(What you need to do): Go over the material below and report every line that contains the word "Keep".

(Records shown):
__________
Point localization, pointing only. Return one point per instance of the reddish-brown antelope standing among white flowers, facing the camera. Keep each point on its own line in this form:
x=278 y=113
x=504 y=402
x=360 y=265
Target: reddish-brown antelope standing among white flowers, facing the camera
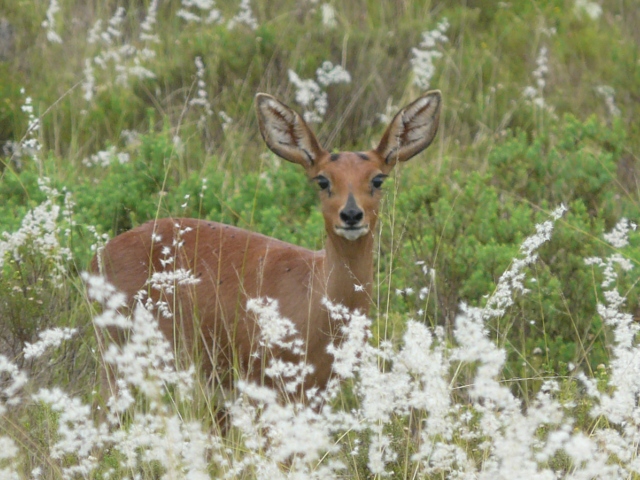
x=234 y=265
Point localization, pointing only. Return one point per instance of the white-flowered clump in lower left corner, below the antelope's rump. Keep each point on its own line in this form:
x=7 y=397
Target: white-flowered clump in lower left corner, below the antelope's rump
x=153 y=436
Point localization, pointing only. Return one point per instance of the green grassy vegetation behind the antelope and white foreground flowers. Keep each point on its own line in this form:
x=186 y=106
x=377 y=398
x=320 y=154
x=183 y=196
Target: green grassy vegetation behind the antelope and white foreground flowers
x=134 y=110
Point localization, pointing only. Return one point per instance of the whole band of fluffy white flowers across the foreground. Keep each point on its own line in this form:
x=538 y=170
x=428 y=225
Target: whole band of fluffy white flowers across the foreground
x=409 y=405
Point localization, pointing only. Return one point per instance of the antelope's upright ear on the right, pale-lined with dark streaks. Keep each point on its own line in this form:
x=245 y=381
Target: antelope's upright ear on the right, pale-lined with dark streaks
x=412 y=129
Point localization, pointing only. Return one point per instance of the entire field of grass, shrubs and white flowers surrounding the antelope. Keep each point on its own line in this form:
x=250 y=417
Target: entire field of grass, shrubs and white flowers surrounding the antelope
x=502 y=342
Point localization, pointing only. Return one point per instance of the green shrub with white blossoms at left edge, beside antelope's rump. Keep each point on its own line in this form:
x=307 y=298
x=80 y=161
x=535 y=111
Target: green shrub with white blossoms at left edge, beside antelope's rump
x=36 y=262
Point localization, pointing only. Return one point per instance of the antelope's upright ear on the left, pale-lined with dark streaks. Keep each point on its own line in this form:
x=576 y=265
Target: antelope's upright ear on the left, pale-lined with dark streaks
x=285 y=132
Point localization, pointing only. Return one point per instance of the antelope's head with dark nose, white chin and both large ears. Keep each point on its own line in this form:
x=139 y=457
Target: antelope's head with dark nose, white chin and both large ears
__________
(Task solution):
Point localization, pointing only. Return one point per instance of the reddish-brown antelope standing among white flowers, facing the camera. Keep each point on its own line in this form:
Point localization, pointing only. Return one point per instance of the white-flowered clump in lower left corner, below the antelope's rump. Keep each point on its own line in this form:
Point localization, pointing only. Return one point per instance of the green grassy vegetation behind the antelope and white foreground flowers. Keep each point on its own line in this form:
Point localization, pointing only. Return one point per instance of the whole band of fluffy white flowers across the foreground. Keep each point on its own line in this form:
Point localization, pointing only. Return one point per instance of the antelope's upright ear on the right, pale-lined with dark streaks. Keep each point on its own line in this form:
Point localization, pointing only. Return one point per instance of the entire field of grass, shrubs and white flowers surrounding the antelope. Keep each point on its own line in this form:
Point localization, pointing only. Return one point per instance of the green shrub with white blossoms at left edge, beside antelope's rump. Keep each point on its own line in this form:
Point localization, pointing only. Return one point per instance of the antelope's upright ear on the left, pale-lined with dark streaks. Keep each point on its own line in this form:
Point localization, pointing only. Return one point per instance of the antelope's head with dark nose, white chin and both large ears. Keep each point on its own line in this form:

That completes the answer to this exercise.